> What you are asked to do:
Copy the data precisely, character for character, and leave out every picture.

(Image-grounded pointing data)
+++++

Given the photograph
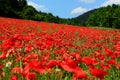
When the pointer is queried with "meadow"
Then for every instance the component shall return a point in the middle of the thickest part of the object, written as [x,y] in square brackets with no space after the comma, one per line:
[31,50]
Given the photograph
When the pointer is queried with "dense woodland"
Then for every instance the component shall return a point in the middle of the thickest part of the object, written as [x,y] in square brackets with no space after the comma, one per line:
[102,17]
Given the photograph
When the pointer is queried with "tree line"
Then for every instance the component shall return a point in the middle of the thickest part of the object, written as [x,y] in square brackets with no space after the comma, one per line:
[102,17]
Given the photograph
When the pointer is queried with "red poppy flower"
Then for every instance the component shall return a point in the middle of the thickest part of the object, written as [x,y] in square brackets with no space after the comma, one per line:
[98,73]
[13,77]
[16,70]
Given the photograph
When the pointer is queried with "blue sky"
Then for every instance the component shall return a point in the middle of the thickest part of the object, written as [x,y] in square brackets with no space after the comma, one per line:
[69,8]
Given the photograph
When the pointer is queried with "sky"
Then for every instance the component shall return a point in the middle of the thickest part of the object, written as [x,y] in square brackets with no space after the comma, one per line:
[69,8]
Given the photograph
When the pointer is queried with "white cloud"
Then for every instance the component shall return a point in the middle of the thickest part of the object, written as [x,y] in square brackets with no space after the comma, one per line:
[37,6]
[79,10]
[110,2]
[87,1]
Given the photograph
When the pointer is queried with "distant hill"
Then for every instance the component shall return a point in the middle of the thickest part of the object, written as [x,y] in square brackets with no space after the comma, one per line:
[81,20]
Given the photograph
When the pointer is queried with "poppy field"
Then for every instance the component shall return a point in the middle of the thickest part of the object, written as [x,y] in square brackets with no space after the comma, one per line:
[31,50]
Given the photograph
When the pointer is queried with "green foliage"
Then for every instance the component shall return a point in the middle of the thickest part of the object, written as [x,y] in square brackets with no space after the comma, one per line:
[105,16]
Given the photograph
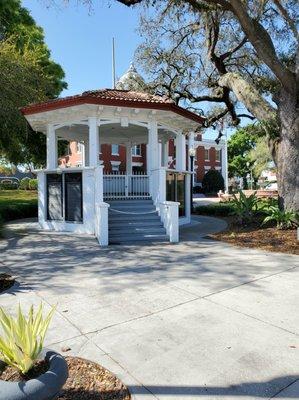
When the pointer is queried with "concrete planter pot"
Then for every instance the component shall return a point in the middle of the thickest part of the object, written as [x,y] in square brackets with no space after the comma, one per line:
[45,387]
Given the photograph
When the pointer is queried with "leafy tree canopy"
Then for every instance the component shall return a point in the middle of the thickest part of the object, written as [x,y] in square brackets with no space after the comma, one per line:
[27,75]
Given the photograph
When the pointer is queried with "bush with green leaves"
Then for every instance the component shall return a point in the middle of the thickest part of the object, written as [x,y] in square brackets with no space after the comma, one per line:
[217,210]
[24,183]
[23,338]
[9,185]
[33,184]
[245,207]
[212,182]
[283,219]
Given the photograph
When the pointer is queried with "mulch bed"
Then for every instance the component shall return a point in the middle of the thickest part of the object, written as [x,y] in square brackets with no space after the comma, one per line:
[6,282]
[255,236]
[87,381]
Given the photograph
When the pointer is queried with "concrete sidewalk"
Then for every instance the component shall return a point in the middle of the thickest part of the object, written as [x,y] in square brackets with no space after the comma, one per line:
[200,319]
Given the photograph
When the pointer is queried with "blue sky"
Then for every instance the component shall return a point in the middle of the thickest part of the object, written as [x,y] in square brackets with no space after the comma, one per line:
[80,39]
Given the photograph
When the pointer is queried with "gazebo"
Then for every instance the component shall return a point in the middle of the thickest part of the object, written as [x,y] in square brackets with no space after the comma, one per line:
[84,200]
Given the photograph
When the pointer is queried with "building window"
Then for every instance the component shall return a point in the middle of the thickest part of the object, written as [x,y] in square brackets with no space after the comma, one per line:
[207,155]
[79,147]
[136,150]
[115,168]
[115,149]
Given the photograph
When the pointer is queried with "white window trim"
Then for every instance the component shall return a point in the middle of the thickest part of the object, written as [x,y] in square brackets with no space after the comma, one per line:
[114,154]
[136,155]
[115,163]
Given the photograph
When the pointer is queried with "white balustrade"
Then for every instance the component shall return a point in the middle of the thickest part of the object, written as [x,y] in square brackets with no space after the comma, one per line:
[116,186]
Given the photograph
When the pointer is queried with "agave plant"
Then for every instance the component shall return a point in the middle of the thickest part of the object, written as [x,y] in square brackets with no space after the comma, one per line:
[23,338]
[245,207]
[284,219]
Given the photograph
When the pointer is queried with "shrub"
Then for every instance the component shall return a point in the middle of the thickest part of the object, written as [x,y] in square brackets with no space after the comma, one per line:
[283,219]
[212,182]
[23,338]
[33,184]
[218,210]
[24,183]
[8,185]
[245,207]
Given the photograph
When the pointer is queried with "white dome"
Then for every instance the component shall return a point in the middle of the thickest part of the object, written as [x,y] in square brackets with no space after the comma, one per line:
[131,80]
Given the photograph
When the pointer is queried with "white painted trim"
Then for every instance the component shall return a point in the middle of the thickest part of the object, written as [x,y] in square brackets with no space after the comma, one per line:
[115,163]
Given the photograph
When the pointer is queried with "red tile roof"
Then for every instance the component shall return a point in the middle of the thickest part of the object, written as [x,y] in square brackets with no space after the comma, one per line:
[113,97]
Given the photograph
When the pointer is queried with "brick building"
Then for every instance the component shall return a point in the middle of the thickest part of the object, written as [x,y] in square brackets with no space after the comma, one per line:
[113,157]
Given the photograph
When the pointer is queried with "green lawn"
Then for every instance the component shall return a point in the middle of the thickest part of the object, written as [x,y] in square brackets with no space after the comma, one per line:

+++++

> Response box:
Given the photograph
When the pointer is queried with "meadow"
Then for every instance the component shall return a point in the middle of the thickest part of the object, written as [x,y] in square brackets with no space after the comma, one per line:
[31,50]
Given the photograph
When the pointer is queried with "dense woodland"
Then for every instance the component shall return a point in the middle of the thickest part of the object, written as [x,y] in square brackets with no space after the comma, one per line:
[102,17]
Given the photograph
When the pointer is queried with "tree line"
Then for every instance the component shall return a point in the middle of the thickest part of the object, written as [x,y] in square brackets with no space after the comma, one per line:
[102,17]
Given the photograph
When the pointer is queried with "red poppy flower"
Then for every instance the component shall return a point in the middle of the thickest part of the object, written as [x,y] in square brackets with no space after the comma, one per line:
[98,73]
[13,77]
[16,70]
Given the photograph
When the pointer is queried with "blue sky"
Then for every instance the component shall return a point in the middle of the thickest part of the object, written as [x,y] in square brackets with no space after the comma, one per line:
[69,8]
Given the photograph
When the pointer is queried with "sky"
Then for every instance the component shall return a point in the middle of the thickest part of the object, written as [x,y] in square brackets with no space after the comma, one per line:
[69,8]
Given the photograph
When the pointer is queried with "white cloud"
Then for every instance the component shall return a point in the middle of the thickest part of the object, written as [x,y] in square brackets with no space after the comma, one per line:
[37,6]
[79,10]
[110,2]
[87,1]
Given the photograph
When the pointer is queried with "distant hill"
Then for every instance the component shall return a point in the middle of the thickest part of the object, written as [x,y] in square brackets with no space after the comma, one per line:
[81,20]
Given the photograph
When the pointer is queried with "poppy field"
Then for every instance the component shall return a point in the middle of the thickest part of the object, written as [x,y] in square brackets with no space after the comma, one per line:
[31,50]
Given the photograph
When the pointer is queried with "green foliage"
Then for every instance the component shall return a point in the middle of the thickest part of the object, written as [x,y] in square brackets with no space after the comma, one per line:
[105,16]
Given the photograph
When the pointer is queried with "concrete planter pot"
Then for every instance the component shall return a point in the middle of the thickest part of the object, written as [x,y] in square brackets with no space after the comma, one per line:
[45,387]
Given the photograph
When the pointer is queried with "leafy tree canopy"
Then for every instance the component shall return a point in the middle of the thickest part of the object, written as [x,y] in square brackets with no space after the comma, one per line:
[27,75]
Given the photograph
When the pointer is queried with "bush with green leaves"
Then for every instance the component shall return a point in the middle of the thickest part of the object, written as [x,y] in square brackets with no space after the comma, one per line:
[217,210]
[24,183]
[23,338]
[9,185]
[33,184]
[245,207]
[212,182]
[283,219]
Given the photograph
When the pointer is queried with "mulch bed"
Then for every instance the component shall return a point in the middle of the thickest part of the object, written as [x,y] in square brackets with no space after the comma, one per line:
[6,282]
[255,236]
[87,381]
Given the photograph
When the pointer is queried with "concrete sidewalk"
Then for every instance the component shall return a point in the middle of the thickest part of the object, written as [x,y] in square brackets with no space after the comma, one per line:
[200,319]
Given the photograph
When the pointer is queried with "blue sky"
Then for every instance the component shall return a point in the middle of the thickest part of the object, written as [x,y] in square brackets with no space after the comma, one per line:
[80,39]
Given the photograph
When the pointer is queried with "gazebo"
Then for every instance the component shall return a point in the middle of the thickest part of the object, written as [x,y] in square brackets with no space after the comma, one per line:
[84,200]
Given the photograph
When the pointer is queried with "building window"
Then for every instance the component shall return a point in the middle of the thickest part of the object, written as [x,y] in square brackets with no space after the comma, one per line:
[207,155]
[79,147]
[136,150]
[115,168]
[115,149]
Given the photograph
When the pointer is queried with "white window trim"
Then for every instance the component shall return a point in the middle of the thickest part of the object, written as [x,y] in square brackets with no space after the comma, one per line:
[114,154]
[136,155]
[115,163]
Given the photograph
When the pointer is queried with "white balustrade"
Then for every instance the component shall return a point in the middle of the thickest part of the object, written as [x,y] in square brackets with no space after the comma, one per line:
[116,186]
Given the photograph
When the pointer is queried with "agave plant"
Then for every instance the component shall return a point in the middle of the thickest part of the object, written as [x,y] in square brackets with no space after the comma, one per line:
[23,338]
[245,207]
[284,219]
Given the photograph
When the pointer is queried with "shrub"
Then for every instance the component shall return a point in the middle of the thickest part of the object, written as [x,y] in square brackets with no space after the comma, one per line:
[283,219]
[212,182]
[23,338]
[33,184]
[218,210]
[24,183]
[8,185]
[245,207]
Given the photograph
When the pointer is queried with "white dome"
Then for every instance the component shall return a point in the middle of the thickest part of the object, written as [x,y] in square brackets with no space after the comma, one per line:
[131,80]
Given the photograph
When the pointer is queried with "white painted trim"
Then for every instance the component shall return a point in the middle of the thickest part of the object, written as [x,y] in square brackets with no space after the comma, one per line:
[115,163]
Given the photograph
When the pointer is queried with "red tile roof"
Then for every instance the component shall return a point in the middle of the thickest part of the object, written as [x,y] in square brackets with no space after the comma, one per line:
[113,97]
Given the photograph
When the pointer is queried with "brick building"
Then for every instance the component shall return a point in the middle of the thickest part of the object, written as [x,y] in square brackets with no space after the comma, one per line:
[113,157]
Given the photograph
When the pointer is queried with "green lawn"
Then for every instance the component shall return a point in the middle of the thickest part of the object, written as [x,y] in square brackets with no space after the comma, one per line:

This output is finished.